*Instructions for the task*. Once the line containing "anemone cluster in the image above." is found in the entries below, restate it and each following line word for word, stopping after the line containing "roof in the image above.".

Dataset entries:
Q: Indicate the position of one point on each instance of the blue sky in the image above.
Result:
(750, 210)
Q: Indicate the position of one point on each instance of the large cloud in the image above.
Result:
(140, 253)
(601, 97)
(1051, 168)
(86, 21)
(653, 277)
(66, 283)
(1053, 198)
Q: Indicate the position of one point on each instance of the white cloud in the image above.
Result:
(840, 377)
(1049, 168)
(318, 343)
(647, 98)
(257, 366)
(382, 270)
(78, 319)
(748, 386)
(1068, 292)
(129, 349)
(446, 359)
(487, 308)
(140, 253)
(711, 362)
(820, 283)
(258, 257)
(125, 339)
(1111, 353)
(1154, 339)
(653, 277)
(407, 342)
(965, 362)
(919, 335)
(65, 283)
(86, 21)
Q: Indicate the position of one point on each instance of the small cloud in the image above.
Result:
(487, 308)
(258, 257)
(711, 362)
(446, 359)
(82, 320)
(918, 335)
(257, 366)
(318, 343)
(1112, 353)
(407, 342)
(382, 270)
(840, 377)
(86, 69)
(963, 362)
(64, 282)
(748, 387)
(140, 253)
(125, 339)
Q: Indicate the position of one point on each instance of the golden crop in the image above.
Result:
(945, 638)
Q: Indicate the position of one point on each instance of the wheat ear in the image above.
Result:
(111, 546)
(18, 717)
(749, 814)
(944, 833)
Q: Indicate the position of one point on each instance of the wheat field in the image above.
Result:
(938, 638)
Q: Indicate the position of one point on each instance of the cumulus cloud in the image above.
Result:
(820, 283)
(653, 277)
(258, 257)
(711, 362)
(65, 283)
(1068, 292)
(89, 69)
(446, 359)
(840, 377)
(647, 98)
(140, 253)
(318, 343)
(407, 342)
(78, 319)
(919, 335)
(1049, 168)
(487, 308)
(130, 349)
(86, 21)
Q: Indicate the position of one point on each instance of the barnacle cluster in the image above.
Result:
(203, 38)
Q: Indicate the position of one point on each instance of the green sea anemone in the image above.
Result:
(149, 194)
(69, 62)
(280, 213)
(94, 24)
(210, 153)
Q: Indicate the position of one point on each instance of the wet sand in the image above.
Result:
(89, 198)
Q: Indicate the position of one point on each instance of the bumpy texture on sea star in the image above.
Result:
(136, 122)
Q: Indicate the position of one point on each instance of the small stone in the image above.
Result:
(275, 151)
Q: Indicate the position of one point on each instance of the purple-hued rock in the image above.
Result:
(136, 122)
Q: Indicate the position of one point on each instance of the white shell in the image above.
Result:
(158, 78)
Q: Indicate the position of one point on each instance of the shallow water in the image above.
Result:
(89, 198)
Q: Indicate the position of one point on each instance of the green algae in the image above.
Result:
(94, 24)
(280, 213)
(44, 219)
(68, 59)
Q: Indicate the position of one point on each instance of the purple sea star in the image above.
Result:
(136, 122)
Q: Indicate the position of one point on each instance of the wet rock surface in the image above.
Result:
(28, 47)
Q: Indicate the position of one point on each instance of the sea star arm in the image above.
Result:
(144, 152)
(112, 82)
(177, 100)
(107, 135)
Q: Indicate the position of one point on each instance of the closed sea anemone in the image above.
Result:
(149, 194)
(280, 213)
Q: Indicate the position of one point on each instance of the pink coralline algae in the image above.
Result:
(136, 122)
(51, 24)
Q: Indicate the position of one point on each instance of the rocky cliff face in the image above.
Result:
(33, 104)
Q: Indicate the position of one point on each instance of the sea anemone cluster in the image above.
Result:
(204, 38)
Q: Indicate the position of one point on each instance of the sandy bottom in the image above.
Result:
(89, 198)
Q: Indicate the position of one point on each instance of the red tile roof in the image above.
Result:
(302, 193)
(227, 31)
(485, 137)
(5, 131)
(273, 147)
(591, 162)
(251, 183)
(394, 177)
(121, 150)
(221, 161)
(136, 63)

*Answer to this problem*.
Q: Indicate the position of one point on each instance of the sea anemone cluster in the image above.
Result:
(204, 38)
Q: Indicate the position of one point on each instance of the sandy bottom in the image above.
Result:
(89, 198)
Q: Indicate the position of one point on each instance of the red tile roof in the image above.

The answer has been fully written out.